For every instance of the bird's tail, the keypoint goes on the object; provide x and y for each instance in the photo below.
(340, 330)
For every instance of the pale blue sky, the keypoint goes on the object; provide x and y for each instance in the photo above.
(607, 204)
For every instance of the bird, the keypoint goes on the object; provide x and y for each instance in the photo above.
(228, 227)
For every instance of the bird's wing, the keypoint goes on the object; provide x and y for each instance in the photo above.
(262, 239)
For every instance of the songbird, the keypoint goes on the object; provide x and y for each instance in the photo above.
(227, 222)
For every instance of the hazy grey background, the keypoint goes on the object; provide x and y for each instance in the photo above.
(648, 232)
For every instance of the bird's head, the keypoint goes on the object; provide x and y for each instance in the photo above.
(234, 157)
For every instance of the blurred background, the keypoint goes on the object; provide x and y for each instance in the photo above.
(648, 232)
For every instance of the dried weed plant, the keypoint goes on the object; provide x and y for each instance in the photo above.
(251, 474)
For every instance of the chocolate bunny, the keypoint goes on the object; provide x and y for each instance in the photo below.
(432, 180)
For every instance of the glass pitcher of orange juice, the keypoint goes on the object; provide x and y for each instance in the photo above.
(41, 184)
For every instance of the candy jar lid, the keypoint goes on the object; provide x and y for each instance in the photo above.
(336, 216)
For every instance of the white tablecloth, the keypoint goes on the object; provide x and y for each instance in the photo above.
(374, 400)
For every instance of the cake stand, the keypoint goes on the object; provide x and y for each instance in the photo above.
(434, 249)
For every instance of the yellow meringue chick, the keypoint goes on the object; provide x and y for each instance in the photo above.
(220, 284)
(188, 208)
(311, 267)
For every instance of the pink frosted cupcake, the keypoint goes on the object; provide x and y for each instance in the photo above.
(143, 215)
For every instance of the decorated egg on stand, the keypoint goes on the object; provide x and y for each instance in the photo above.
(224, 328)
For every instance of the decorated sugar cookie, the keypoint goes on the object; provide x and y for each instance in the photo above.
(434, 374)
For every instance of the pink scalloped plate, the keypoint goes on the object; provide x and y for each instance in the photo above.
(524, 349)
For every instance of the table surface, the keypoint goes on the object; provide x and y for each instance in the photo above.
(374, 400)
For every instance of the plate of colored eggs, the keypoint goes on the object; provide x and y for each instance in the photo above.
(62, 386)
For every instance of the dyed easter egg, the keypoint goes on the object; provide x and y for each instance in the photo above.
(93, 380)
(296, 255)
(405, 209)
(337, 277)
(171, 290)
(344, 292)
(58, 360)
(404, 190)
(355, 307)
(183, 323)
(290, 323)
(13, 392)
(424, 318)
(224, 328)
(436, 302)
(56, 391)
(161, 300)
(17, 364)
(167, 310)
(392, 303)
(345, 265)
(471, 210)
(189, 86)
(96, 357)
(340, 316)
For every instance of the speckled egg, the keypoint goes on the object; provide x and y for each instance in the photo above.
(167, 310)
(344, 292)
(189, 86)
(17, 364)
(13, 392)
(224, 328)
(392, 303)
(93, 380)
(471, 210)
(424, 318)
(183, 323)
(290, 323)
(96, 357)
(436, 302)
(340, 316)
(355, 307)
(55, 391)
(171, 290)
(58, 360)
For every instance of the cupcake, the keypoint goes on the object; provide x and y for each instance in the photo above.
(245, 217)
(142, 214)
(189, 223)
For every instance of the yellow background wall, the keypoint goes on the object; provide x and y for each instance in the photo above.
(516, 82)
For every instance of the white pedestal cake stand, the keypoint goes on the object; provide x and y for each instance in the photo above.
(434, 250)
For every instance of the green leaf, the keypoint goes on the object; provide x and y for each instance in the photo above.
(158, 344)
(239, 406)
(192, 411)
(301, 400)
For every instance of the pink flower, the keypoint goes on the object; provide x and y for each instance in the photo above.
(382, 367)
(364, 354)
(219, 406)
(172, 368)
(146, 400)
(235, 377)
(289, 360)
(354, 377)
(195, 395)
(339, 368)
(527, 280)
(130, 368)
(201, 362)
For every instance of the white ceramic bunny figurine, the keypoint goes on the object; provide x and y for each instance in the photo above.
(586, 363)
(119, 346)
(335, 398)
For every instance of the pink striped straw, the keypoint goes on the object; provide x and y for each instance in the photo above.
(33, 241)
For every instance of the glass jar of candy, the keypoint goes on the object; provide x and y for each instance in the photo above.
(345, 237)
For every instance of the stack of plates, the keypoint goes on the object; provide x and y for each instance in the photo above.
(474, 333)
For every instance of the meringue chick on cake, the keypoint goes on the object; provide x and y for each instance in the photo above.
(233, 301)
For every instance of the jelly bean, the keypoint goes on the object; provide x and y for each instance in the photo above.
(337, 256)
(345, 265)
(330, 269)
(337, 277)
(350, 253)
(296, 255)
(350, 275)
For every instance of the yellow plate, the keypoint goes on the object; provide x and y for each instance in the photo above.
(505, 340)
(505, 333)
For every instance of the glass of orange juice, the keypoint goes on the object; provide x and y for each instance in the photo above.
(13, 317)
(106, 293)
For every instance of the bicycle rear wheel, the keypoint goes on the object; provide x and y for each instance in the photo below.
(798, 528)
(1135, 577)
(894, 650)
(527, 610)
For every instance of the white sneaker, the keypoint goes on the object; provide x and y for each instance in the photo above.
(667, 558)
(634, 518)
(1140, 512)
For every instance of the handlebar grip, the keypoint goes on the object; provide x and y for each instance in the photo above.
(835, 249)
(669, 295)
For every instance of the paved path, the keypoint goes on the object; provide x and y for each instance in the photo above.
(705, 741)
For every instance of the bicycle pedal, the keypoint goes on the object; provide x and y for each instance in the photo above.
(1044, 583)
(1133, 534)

* What to produce: Give back the complete material, keeping every word exactly as written.

* Expected answer:
For every instance of the bird's tail, the keypoint goes on the object; provide x and y for each instance in the photo below.
(340, 330)
For every instance of the pale blue sky, the keypoint goes on the object; provide x and y for each instance in the photo above.
(607, 204)
For every instance of the bird, the keypoint goes on the object; provide x and y for each instance in the photo above.
(228, 227)
For every instance of the bird's wing, the keypoint goes on the object; provide x and y for each instance in the photo above.
(262, 239)
For every instance of the songbird, the keypoint goes on the object; provide x and y for each instance in the photo above.
(227, 222)
For every instance of the hazy grey background, the keypoint goes on the object; provide x and y for each instance in the photo above.
(648, 232)
For every instance of the bird's head, the keypoint goes on the object; provide x and y for each instance in the photo above.
(234, 157)
For every instance of the blurred background, the keypoint goes on the object; provide x and y for each instance in the photo above.
(648, 232)
For every instance of the dried weed plant, the keypoint goes on the object; provide x and y for each instance in the photo above.
(251, 474)
For every instance of the chocolate bunny, the keypoint goes on the object; provide x and y for each instance in the photo below.
(432, 180)
For every instance of the glass pitcher of orange juice, the keypoint goes on the object; provide x and y for each instance in the photo above.
(41, 184)
For every instance of the candy jar lid, the keypoint goes on the object; provide x and y for each instance in the photo above.
(336, 216)
For every instance of the white tablecloth, the keypoint goes on the object; provide x and y for each instance in the photo above.
(374, 400)
For every instance of the cake stand, the keypoint goes on the object; provide x and y for each instance in the photo above.
(434, 249)
For every instance of the yellow meringue chick, the keypoint goes on the object; provide x and y for each instance in the photo above.
(220, 284)
(188, 208)
(311, 267)
For every instance of the pink frosted cupcake, the keypoint goes on the object; provide x and y for each instance in the photo above.
(143, 215)
For every instance of the decorated egg on stand, the keypoint goes on the object; provide x and y for each instance in the photo above.
(224, 328)
For every instance of the decorated sugar cookie, the keypoint goes on the object; provide x and y for each instance in the photo above.
(434, 374)
For every instance of the pink scalloped plate, the keypoint goes on the object; provide x and y for each instance in the photo above.
(524, 349)
For every instance of the table surface, the keypoint goes on the object; provide x and y for each instance in the photo above.
(374, 400)
For every instance of the plate of colored eggs, the keypoint goes on the object; provide x and y for each instance in the photo above.
(62, 386)
For every instance of the dyed easter egg, the keypoint goes on the object; provide x and y for each instance in the photo above.
(93, 380)
(296, 255)
(405, 209)
(337, 277)
(171, 290)
(344, 292)
(58, 360)
(404, 190)
(355, 307)
(183, 323)
(290, 323)
(13, 392)
(424, 318)
(224, 328)
(436, 302)
(56, 391)
(161, 300)
(17, 364)
(167, 310)
(392, 303)
(345, 265)
(471, 210)
(189, 86)
(96, 357)
(340, 316)
For every instance of the speckled egg, the keypoint goes on the object; provide x and y for each instance in the photo above.
(167, 310)
(344, 292)
(189, 86)
(17, 364)
(13, 392)
(224, 328)
(392, 303)
(93, 380)
(471, 210)
(424, 318)
(183, 323)
(290, 323)
(96, 357)
(436, 302)
(340, 316)
(355, 307)
(55, 391)
(171, 290)
(58, 360)
For every instance of the cupcake, the keypoint goes on the object; provide x and y for each instance in the photo above.
(245, 217)
(142, 214)
(189, 223)
For every instance of the yellow background wall, the keypoint goes on the object; provide x and y for each instance in the photo above.
(516, 82)
For every instance of the white pedestal cake stand, the keypoint goes on the object; provide x and y for each instance in the photo above.
(434, 250)
For every instance of the green leaf, the keypoint goes on the object; provide x and y for each instance in the photo above.
(158, 344)
(239, 406)
(192, 411)
(301, 400)
For every instance of the pink flower, the keypoint goes on the object; provide x and y for each instance in the photo above.
(382, 367)
(364, 354)
(219, 406)
(172, 368)
(146, 400)
(235, 377)
(289, 360)
(354, 377)
(195, 395)
(339, 368)
(527, 280)
(130, 368)
(201, 362)
For every instance of the white ceramic bunny figurine, the keypoint goes on the object; provide x and y for each instance in the photo above.
(586, 363)
(119, 346)
(335, 398)
For every instance of the pink striped straw, the keypoint goes on the object; provide x and y for each instance in the photo above.
(33, 241)
For every instance of the glass jar of candy, the keypoint goes on the object; provide x and y for each instance in the photo above.
(345, 237)
For every instance of the stack of plates, the keypoint goes on the object; provide x and y for each instance in the photo above.
(474, 333)
For every instance of the meringue chick on cake, the keypoint goes on the object; provide x and y for each instance in the photo above.
(233, 301)
For every instance of the jelly bean, the keypoint goes on the object; provide x and y for each instance in the photo above.
(337, 256)
(345, 265)
(330, 269)
(337, 277)
(350, 253)
(296, 255)
(350, 275)
For every instance of the yellow plate, the keypoint goes on the object; provide x and y for each instance in the photo above.
(505, 340)
(505, 333)
For every instance of the glass of orange juice, the keypoint goes on the object; provide x and y for each instance in the photo above.
(13, 317)
(106, 293)
For every instance of the bicycle rear wheel, the keypoint goes on the object; provide x and y for each instance in the photo below.
(798, 528)
(1135, 577)
(894, 650)
(527, 610)
For every instance of the white sneaker, the keypoint goes on the object; provide x and y for each instance in the photo above.
(667, 558)
(634, 518)
(1140, 512)
For every instance of the handlebar grip, the keypoint goes on the object; provide x and y for each instance in the photo above.
(835, 249)
(669, 295)
For every instance of the paved path, the keypoint goes on the object; provide x and y for each instance in the photo above.
(705, 741)
For every instance of the bicycle pedal, the keypoint goes on the object; provide x and y for each instance in the photo above.
(1044, 583)
(1133, 534)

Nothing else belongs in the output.